* begin Items *
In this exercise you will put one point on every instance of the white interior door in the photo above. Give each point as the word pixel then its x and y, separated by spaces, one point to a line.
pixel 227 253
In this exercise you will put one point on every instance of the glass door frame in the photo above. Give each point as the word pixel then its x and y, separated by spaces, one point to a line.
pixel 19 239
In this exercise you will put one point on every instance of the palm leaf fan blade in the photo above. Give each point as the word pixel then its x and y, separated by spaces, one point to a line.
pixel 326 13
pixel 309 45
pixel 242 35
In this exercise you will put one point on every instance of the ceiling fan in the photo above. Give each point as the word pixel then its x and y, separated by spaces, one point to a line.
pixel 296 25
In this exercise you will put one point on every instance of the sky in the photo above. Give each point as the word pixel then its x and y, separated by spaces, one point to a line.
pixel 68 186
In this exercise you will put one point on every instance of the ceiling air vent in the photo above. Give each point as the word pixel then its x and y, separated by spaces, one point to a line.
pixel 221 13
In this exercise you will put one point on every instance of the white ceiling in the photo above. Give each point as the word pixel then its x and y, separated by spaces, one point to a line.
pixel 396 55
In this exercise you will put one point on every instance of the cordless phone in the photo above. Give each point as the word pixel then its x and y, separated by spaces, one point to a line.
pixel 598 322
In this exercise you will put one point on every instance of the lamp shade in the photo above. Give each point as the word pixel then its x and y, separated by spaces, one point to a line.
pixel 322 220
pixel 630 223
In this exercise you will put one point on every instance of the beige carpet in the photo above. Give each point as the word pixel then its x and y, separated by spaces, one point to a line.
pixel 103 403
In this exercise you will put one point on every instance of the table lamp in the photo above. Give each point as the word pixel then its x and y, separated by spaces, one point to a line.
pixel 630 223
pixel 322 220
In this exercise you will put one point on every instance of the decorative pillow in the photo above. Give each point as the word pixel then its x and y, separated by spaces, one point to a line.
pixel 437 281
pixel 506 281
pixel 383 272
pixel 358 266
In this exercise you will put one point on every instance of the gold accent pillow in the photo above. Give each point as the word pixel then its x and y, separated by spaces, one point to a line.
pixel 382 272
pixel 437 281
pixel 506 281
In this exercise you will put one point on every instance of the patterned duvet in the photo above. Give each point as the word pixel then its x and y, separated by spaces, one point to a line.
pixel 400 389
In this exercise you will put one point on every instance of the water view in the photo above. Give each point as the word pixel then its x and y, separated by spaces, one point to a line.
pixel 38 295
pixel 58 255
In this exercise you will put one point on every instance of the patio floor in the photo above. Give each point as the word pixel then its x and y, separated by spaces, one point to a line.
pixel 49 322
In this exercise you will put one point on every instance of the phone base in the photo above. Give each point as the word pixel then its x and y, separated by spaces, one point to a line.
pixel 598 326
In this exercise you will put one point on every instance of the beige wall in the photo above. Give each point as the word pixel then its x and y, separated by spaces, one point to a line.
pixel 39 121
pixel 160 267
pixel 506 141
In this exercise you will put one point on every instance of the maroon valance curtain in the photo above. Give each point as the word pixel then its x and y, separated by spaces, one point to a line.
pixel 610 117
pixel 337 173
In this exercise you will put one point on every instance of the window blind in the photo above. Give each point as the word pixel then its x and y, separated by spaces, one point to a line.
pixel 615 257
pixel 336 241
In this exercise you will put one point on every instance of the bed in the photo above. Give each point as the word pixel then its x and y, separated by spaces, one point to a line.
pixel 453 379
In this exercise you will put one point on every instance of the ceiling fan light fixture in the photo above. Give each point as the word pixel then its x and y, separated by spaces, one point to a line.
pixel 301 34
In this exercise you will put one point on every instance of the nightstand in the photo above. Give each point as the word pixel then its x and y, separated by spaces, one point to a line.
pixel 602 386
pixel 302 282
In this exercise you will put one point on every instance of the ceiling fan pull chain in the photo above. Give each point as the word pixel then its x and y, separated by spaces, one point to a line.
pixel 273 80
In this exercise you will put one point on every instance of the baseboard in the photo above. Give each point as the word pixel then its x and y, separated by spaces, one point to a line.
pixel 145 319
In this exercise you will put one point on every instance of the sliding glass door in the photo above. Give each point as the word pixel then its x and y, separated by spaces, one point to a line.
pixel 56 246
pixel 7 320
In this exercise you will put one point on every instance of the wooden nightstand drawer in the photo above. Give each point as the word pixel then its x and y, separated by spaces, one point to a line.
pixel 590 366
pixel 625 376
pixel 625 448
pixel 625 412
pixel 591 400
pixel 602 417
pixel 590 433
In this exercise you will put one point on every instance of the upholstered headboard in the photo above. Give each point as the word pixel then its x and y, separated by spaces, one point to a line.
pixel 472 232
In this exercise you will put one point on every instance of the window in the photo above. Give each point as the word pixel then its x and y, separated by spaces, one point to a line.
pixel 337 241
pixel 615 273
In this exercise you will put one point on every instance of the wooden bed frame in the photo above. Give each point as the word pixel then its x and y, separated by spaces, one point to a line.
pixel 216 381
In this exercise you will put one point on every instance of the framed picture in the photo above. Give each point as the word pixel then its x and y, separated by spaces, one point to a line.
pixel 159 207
* end Items *
▶ [Exercise] Recast the stretch of the records from the line containing "the window blind" through the line containing "pixel 273 80" as a numbered list, omitting any blank lines.

▶ [Worked answer]
1. In this exercise you will put one point on every instance of the window blind in the photo above. Give each point as the word pixel then its x and y, separated by spaces, one point to a line.
2. pixel 615 257
3. pixel 336 241
4. In this exercise you will put one point on every instance of the bed in the photo above. Give each point as the word pixel then its x and y, separated by spaces, one point to a line.
5. pixel 453 379
6. In this exercise you will put one point on every instance of the ceiling fan light fixture in the photo above. Give each point as the word pixel then its x and y, separated by spaces, one point to a line.
7. pixel 301 34
8. In this exercise you will put one point on every instance of the nightstand in the photo above. Give each point as the word pixel then its x and y, separated by spaces, one point to a line.
9. pixel 602 386
10. pixel 302 282
11. In this exercise you will put one point on every instance of the ceiling fan pull chain in the photo above. Give each point as the word pixel then its x and y, separated by spaces, one point to a line.
12. pixel 273 80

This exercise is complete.